[Begin]
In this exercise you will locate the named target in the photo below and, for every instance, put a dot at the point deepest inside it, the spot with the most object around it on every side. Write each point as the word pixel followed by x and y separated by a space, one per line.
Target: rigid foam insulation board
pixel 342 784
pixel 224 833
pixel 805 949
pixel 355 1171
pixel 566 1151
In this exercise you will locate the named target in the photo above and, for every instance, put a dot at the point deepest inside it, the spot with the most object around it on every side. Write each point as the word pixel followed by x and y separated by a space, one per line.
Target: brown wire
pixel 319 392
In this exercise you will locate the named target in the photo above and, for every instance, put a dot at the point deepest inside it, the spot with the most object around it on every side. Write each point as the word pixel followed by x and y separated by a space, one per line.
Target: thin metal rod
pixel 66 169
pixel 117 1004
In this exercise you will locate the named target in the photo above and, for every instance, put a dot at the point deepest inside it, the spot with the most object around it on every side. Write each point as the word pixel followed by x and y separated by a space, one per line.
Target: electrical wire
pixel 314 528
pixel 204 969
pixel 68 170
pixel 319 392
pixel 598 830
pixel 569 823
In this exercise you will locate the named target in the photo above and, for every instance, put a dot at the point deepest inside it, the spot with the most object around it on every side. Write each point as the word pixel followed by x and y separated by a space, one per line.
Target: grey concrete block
[End]
▸ Your goal:
Identify each line of the material above that contains the word "wire" and copy those lines in full, in the order they appear.

▸ Response for this exercise:
Target: brown wire
Target: electrical wire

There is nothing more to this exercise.